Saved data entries
- Opening Delimiter -

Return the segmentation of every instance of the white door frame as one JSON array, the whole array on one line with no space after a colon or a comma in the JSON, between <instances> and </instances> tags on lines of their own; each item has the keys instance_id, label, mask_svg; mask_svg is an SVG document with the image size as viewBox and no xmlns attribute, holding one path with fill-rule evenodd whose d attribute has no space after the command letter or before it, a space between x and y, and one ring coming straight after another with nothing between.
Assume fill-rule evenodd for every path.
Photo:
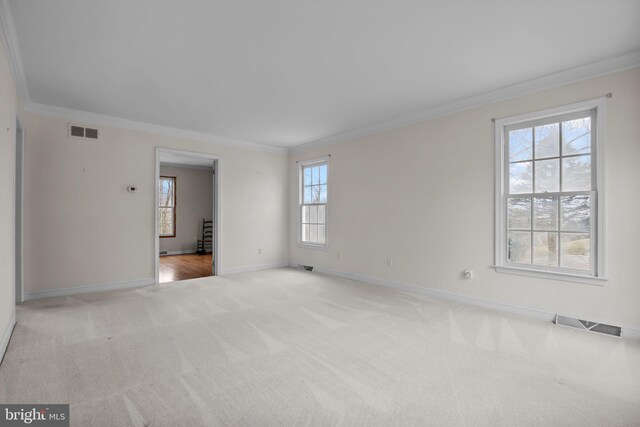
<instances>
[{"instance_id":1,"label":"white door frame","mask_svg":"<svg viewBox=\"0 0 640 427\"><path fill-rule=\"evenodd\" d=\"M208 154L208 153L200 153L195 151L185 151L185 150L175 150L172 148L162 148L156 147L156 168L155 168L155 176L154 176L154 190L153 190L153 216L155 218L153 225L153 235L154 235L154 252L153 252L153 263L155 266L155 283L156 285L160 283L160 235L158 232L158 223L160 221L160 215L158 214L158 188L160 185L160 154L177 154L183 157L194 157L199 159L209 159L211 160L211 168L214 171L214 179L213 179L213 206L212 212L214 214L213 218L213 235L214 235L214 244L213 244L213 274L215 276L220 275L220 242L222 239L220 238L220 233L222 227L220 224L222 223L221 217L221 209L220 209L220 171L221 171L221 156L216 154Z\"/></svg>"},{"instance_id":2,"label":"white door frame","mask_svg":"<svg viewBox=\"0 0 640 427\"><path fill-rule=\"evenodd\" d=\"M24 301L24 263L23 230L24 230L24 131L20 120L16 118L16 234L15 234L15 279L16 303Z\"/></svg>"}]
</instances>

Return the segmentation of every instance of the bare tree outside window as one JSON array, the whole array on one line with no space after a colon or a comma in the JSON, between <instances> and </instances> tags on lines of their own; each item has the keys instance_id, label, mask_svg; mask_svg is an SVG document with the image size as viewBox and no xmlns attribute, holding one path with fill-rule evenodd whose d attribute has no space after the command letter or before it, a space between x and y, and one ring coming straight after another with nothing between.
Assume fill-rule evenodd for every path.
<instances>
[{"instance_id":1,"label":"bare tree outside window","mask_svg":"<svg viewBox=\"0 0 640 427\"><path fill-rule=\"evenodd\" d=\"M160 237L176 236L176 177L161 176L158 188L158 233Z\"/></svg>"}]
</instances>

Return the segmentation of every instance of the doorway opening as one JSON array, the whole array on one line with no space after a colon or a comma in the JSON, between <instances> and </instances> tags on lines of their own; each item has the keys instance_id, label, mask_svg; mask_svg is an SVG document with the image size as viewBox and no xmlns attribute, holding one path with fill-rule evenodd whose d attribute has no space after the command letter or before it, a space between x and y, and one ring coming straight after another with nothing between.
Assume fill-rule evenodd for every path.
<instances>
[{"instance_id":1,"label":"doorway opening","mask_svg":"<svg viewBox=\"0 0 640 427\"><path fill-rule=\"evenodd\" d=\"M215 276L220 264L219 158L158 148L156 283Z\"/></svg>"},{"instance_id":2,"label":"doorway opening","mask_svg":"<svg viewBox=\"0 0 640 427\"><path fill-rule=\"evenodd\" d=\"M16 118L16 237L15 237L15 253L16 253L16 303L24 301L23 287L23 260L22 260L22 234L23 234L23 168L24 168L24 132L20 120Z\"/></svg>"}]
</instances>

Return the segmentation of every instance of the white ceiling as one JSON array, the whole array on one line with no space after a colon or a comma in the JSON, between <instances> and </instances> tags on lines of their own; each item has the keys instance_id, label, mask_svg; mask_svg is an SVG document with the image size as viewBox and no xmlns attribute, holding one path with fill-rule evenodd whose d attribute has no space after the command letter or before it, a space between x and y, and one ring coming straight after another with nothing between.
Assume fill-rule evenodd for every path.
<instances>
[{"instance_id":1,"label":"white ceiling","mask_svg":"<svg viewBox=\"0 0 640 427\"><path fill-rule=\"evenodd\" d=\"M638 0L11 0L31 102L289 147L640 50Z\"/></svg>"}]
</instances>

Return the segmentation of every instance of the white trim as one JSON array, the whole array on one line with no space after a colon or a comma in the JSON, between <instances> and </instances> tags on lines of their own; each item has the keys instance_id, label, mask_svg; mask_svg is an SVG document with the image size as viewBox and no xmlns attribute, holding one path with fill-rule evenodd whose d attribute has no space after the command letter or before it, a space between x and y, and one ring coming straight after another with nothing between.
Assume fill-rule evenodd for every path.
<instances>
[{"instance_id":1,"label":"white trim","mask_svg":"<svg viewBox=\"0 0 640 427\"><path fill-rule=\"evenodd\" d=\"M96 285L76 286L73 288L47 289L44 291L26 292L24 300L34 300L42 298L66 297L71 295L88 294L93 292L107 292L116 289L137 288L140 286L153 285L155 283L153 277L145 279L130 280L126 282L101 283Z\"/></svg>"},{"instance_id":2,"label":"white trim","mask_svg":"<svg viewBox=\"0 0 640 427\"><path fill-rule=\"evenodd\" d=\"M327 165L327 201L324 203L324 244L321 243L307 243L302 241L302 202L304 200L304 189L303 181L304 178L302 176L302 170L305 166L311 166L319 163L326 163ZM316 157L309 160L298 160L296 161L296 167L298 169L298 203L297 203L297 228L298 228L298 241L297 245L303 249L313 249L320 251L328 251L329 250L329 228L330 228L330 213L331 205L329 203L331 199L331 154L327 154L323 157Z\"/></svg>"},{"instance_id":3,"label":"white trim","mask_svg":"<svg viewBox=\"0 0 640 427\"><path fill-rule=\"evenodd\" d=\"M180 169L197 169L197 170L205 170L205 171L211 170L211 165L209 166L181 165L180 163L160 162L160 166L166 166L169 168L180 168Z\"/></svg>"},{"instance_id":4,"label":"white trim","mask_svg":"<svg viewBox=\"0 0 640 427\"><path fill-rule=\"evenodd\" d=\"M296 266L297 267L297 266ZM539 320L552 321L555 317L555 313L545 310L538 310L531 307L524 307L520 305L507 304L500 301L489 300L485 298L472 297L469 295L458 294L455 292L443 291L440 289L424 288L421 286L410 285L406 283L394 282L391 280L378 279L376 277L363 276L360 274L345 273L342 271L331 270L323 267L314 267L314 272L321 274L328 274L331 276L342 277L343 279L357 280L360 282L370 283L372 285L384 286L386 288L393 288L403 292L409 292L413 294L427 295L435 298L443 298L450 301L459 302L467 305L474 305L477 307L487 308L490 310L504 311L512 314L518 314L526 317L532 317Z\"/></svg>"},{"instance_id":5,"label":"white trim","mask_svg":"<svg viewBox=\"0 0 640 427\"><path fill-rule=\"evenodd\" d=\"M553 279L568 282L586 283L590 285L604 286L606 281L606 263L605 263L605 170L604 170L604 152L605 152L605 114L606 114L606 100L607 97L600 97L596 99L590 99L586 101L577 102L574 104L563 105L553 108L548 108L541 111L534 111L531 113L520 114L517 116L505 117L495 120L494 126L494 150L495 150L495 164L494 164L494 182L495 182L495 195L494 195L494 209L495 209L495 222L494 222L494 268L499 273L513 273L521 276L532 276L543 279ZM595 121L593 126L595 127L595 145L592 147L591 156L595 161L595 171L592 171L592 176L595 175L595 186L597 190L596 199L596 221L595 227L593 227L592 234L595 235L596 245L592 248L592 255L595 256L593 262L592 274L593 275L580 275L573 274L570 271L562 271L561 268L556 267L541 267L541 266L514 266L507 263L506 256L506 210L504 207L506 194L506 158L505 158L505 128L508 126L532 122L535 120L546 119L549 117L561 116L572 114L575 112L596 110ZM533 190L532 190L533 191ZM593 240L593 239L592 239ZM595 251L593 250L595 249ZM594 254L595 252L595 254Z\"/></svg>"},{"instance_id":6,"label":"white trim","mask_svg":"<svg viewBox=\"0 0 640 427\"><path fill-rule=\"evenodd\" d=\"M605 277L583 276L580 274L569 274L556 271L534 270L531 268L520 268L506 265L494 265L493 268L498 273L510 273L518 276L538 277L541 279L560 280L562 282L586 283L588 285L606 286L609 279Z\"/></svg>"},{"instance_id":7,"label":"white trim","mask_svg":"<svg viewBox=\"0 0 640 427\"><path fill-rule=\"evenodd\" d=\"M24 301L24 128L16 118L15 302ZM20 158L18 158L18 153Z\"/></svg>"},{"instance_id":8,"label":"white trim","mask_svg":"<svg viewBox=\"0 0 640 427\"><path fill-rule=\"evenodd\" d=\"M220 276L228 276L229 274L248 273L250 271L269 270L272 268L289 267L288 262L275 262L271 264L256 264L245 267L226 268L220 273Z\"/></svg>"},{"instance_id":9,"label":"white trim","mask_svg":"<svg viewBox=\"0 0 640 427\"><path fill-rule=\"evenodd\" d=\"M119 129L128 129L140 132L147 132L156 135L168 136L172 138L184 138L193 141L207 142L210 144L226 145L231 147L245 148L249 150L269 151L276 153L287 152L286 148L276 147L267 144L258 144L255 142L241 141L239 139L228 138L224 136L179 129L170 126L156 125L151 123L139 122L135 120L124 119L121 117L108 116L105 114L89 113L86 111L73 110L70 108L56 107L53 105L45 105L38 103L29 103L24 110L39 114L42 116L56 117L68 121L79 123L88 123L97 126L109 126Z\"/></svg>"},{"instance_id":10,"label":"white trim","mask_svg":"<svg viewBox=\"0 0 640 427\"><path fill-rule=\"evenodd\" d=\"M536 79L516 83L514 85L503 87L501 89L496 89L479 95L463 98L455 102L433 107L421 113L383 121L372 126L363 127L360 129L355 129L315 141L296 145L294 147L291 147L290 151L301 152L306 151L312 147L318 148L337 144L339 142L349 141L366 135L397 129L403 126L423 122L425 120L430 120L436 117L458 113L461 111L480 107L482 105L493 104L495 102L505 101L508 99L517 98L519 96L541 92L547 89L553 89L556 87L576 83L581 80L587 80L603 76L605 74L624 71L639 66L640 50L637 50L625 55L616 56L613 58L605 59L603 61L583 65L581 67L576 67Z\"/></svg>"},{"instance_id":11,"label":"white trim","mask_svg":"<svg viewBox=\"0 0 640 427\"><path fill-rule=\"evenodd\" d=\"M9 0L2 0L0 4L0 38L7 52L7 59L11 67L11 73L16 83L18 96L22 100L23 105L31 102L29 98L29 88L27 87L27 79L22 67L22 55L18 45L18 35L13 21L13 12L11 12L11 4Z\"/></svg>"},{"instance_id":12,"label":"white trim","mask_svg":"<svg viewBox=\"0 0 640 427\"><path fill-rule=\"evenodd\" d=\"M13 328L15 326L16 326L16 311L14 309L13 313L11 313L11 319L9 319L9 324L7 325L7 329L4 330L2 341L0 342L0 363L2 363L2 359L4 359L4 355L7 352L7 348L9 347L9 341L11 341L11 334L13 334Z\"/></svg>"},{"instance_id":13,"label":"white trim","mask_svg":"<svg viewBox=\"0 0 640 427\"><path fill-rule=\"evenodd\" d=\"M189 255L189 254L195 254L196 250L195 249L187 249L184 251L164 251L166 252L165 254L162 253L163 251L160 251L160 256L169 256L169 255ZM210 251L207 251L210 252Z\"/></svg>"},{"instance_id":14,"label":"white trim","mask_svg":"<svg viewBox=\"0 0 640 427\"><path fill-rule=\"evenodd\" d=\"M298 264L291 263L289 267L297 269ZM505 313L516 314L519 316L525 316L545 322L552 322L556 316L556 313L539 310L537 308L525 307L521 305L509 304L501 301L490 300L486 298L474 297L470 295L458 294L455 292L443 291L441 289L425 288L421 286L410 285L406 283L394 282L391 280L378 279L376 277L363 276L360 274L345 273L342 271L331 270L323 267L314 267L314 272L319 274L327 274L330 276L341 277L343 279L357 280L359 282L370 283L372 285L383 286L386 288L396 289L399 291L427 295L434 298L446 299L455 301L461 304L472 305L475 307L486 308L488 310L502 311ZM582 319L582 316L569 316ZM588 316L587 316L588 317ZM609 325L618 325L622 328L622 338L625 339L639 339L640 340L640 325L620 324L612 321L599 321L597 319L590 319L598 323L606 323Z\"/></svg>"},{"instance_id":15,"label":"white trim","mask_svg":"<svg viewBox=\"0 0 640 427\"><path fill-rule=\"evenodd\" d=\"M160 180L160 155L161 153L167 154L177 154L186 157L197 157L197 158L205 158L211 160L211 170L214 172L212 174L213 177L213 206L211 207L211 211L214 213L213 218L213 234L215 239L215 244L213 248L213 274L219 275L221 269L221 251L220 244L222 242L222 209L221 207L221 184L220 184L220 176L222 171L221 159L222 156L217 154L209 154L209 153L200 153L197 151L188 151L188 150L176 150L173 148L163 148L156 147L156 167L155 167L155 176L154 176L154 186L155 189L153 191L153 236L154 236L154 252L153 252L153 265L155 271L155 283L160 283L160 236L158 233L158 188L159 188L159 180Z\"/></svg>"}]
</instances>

- Closing Delimiter -

Transcribe each line of the data above, unaltered, from the one where "Return the segmentation of every instance of the white ceiling" appears to the one where "Return the segmentation of every instance of the white trim" appears, inclusive of both.

## RESPONSE TO THIS TASK
Return the segmentation of every instance of the white ceiling as one JSON array, the whole array on one line with no space after a colon or a comma in the JSON, between <instances> and </instances> tags on lines of their own; each item has the keys instance_id, label, mask_svg; mask_svg is an SVG document with the image size as viewBox and no xmlns attribute, holding one path with fill-rule evenodd whose d attribute has no space after the command letter or before it, a space between x and y, and one ring coming straight after another with nothing between.
Assume fill-rule evenodd for every path.
<instances>
[{"instance_id":1,"label":"white ceiling","mask_svg":"<svg viewBox=\"0 0 640 427\"><path fill-rule=\"evenodd\" d=\"M638 0L11 0L31 102L289 147L640 50Z\"/></svg>"}]
</instances>

Return the segmentation of every instance of the white trim as one JSON array, the whole array on one line with no space after a colon or a comma in the JSON, between <instances> and </instances> tags on lines of their own; each item has the keys instance_id, label, mask_svg; mask_svg is an SVG document with the image size as viewBox and no xmlns attribute, holding one path with fill-rule evenodd whose d attribute has no space after the command letter or before it, a space between x and y, and one ring coming straight after another with nothing between.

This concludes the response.